Your task — Reproduce every item below word for word, omitting the pictures.

Records shown —

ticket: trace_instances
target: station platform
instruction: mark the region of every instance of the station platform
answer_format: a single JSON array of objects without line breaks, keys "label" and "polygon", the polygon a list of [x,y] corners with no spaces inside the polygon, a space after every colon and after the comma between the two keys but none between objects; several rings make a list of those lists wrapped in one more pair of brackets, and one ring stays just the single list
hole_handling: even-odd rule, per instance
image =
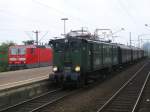
[{"label": "station platform", "polygon": [[52,67],[40,67],[0,73],[0,90],[49,78]]}]

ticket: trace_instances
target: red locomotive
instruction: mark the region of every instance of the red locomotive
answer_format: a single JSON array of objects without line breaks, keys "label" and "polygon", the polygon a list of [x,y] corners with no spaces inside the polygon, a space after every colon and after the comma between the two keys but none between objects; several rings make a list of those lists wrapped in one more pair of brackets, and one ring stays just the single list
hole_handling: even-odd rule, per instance
[{"label": "red locomotive", "polygon": [[52,64],[52,49],[41,45],[10,46],[8,61],[10,69],[33,68]]}]

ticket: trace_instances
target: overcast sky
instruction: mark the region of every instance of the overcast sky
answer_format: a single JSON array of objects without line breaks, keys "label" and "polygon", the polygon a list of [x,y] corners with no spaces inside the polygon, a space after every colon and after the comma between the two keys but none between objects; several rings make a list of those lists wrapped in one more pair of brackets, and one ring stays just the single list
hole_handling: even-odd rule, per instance
[{"label": "overcast sky", "polygon": [[[115,41],[129,43],[129,32],[137,40],[141,34],[150,34],[150,0],[0,0],[0,42],[35,39],[39,30],[41,42],[63,33],[63,17],[67,32],[88,27],[125,31]],[[149,35],[142,38],[148,39]],[[136,45],[136,42],[133,42]]]}]

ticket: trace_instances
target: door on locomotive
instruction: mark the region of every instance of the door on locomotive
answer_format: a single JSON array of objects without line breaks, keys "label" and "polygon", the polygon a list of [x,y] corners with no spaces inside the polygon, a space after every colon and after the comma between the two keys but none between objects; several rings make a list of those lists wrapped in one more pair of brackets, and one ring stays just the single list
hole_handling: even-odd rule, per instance
[{"label": "door on locomotive", "polygon": [[[85,68],[86,46],[83,39],[64,38],[50,41],[53,45],[53,72],[55,81],[73,83],[80,80]],[[83,58],[84,57],[84,58]]]}]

Expected answer —
ticket: trace_instances
target: station platform
instruction: mark the region of every instance of the station platform
answer_format: a single JSON array of objects without line breaks, keys "label" and "polygon", the polygon a list of [x,y] corners with no spaces inside the polygon, a space after every colon and after the comma between the two keys but none between objects; several rings make a list of those lists wrapped in one more pair of brackets, and one ring stays just the single list
hole_handling: even-odd rule, per instance
image =
[{"label": "station platform", "polygon": [[52,67],[40,67],[0,73],[0,90],[49,78]]}]

ticket: trace_instances
target: red locomotive
instruction: mark the region of every instance of the red locomotive
answer_format: a single JSON array of objects without line breaks, keys "label" and "polygon", the polygon a list of [x,y] corners with no spaces inside the polygon, a space after every colon and after the comma between the two keys but none between objects; several rings make a list of those lists wrapped in one more pair of brackets, and one ring stays just the single list
hole_handling: even-odd rule, per instance
[{"label": "red locomotive", "polygon": [[52,64],[52,49],[41,45],[10,46],[8,61],[10,69],[33,68]]}]

ticket: trace_instances
target: overcast sky
instruction: mark the region of every instance of the overcast sky
answer_format: a single JSON array of objects without line breaks, keys "label" and "polygon", the polygon a list of [x,y] corners with no spaces inside the polygon, a space after every colon and after the comma between the two keys but none between objects; several rings make a list of those lists wrapped in one more pair of brackets, and one ring stays just the single list
hole_handling: even-odd rule, per instance
[{"label": "overcast sky", "polygon": [[[115,41],[129,43],[129,32],[137,40],[141,34],[150,34],[150,0],[0,0],[0,42],[35,39],[39,30],[41,42],[63,33],[63,17],[67,32],[88,27],[125,31]],[[149,35],[142,38],[148,39]],[[136,45],[136,42],[133,42]]]}]

ticket: trace_instances
target: door on locomotive
instruction: mark the region of every instance of the door on locomotive
answer_format: a single JSON array of objects without line breaks, keys "label" and "polygon", the polygon a list of [x,y] corners with no spaces inside the polygon, a space after every colon and after the comma between the two keys but none between objects; several rings make a list of those lists wrapped in one more pair of brackets, and one ring stays just the single list
hole_handling: even-odd rule, per instance
[{"label": "door on locomotive", "polygon": [[[85,68],[86,46],[83,39],[64,38],[50,41],[53,45],[53,72],[55,81],[73,83],[80,80]],[[83,58],[84,57],[84,58]]]}]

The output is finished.